#### WRITTEN REQUEST
Pick up the passage below on TarMK garbage collection log messages and continue it from its final sentence.

#### GIVEN TEXT
◇ ◇ ◇ ◇
Sometimes the amount of time allocated to the compaction phase in exclusive mode is not enough. It might happen that compaction is not able to complete its work in the allocated time. If this happens, the following message is printed.

TarMK GC #2: compaction failed to force compact remaining commits after 6.580 min (394828 ms). Most likely compaction didn't get exclusive access to the store.

Even if compaction takes exclusive access to the repository, it can still be interrupted. In this case, the following message is printed.

TarMK GC #2: compaction failed to force compact remaining commits after 6.580 min (394828 ms). Compaction was cancelled: ${REASON}.

The placeholder ${REASON} will be substituted with a more detailed description of the reason why compaction was stopped.

When did clean-up start?

When the cleanup phase of the garbage collection process starts, the following message is printed.

TarMK GC #2: cleanup started.

Was cleanup cancelled?

If cleanup is cancelled, the following message is printed.

TarMK GC #2: cleanup interrupted

There is no way to cancel cleanup manually. The only time cleanup can be cancel is when shutting down the repository.

When did cleanup complete?

When cleanup completes, the following message is printed.

TarMK GC #2: cleanup completed in 16.23 min (974079 ms). Post cleanup size is 10.4 GB (10392082944 bytes) and space reclaimed 84.5 GB (84457663488 bytes).

The message includes the time the cleanup phase took to complete, both in a human readable format and in milliseconds. Next the final size of the repository is shown, followed by the amount of space that was reclaimed during the cleanup phase. Both the final size and the reclaimed space are shown in human readable form and in bytes.

What happened during cleanup?

The first thing cleanup does is printing out the current size of the repository with a message similar to the following.

TarMK GC #1: current repository size is 89.3 GB (89260786688 bytes)

After that, the cleanup phase will iterate through every TAR file and figure out which segments are still in use and which ones can be reclaimed. After the cleanup phase scanned the repository, TAR files are purged of unused segments. In some cases, a TAR file would end up containing no segments at all. In this case, the TAR file is marked for deletion and the following message is printed.
◇ ◇ ◇ ◇
#### PROVIDED DATA
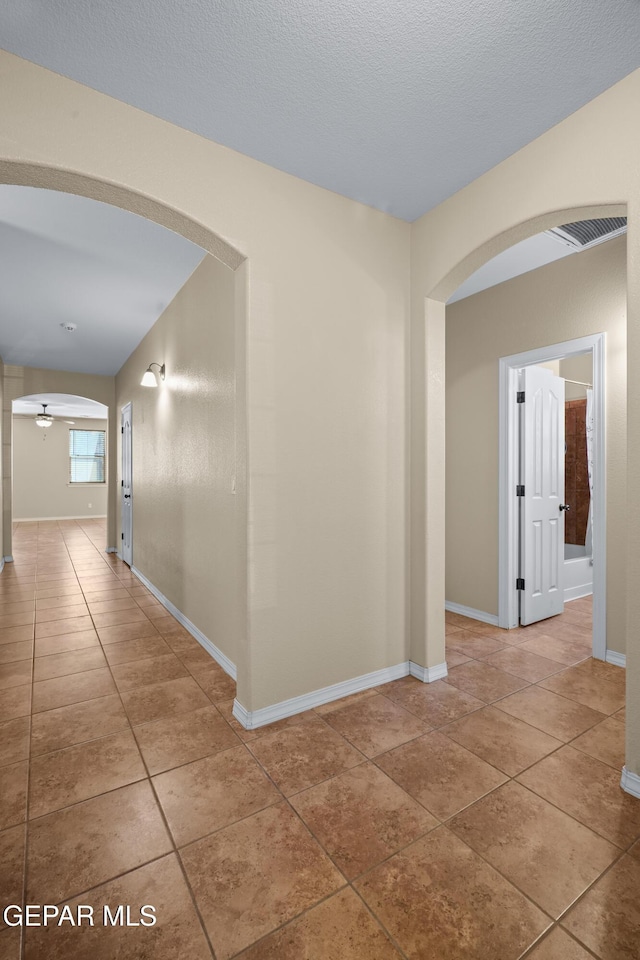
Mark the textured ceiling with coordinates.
[13,393,109,420]
[0,185,204,375]
[0,0,640,220]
◇ ◇ ◇ ◇
#### TASK ANSWER
TarMK GC #2: cleanup marking files for deletion: data00000a.tar

Please note that this message doesn't mean that cleanup will physically remove the file right now. The file is only being marked as deletable. Another background task will periodically kick in and remove unused files from disk. When this happens, the following message is printed.

Removed files data00000a.tar,data00001a.tar,data00002a.tar

The output of this message can vary. It depends on the amount of segments that were cleaned up, on how many TAR files were emptied and on how often the background activity removes unused files.

Monitoring

The Segment Store exposes certain pieces of information via JMX. This allows clients to easily access some statistics about the Segment Store, and connect the Segment Store to whatever monitoring infrastructure is in place. Moreover, JMX can be useful to execute some low-level operations in a manual fashion.

Each session exposes an SessionMBean instance, which contains counters like the number and rate of reads and writes to the session.
The RepositoryStatsMBean exposes endpoints to monitor the number of open sessions, the session login rate, the overall read and write load across all sessions, the overall read and write timings across all sessions and overall load and timings for queries and observation.
The SegmentNodeStoreStatsMBean exposes endpoints to monitor commits: number and rate, number of queued commits and queuing times.
The FileStoreStatsMBean exposes endpoints reflecting the amount of data written to disk, the number of tar files on disk and the total footprint on disk.
The SegmentRevisionGarbageCollection MBean tracks statistics about garbage collection.

SessionMBean

Each session exposes an SessionMBean instance, which contains counters like the number and rate of reads and writes to the session:

getInitStackTrace (string) A stack trace from where the session was acquired.
AuthInfo (AuthInfo) The AuthInfo instance for the user associated with the session.
LoginTimeStamp (string) The time stamp from when the session was acquired.
LastReadAccess (string) The time stamp from the last read access
ReadCount (long) The number of read accesses on this session
ReadRate (double) The read rate in number of reads per second on this session
LastWriteAccess (string) The time stamp from the last write access
WriteCount (long) The number of write accesses on this session
WriteRate (double) The write rate in number of writes per second on this session
LastRefresh (string) The time stamp from the last refresh on this session
RefreshStrategy (string) The refresh strategy of the session
RefreshPending (boolean) A boolean indicating whether the session will be refreshed on next access.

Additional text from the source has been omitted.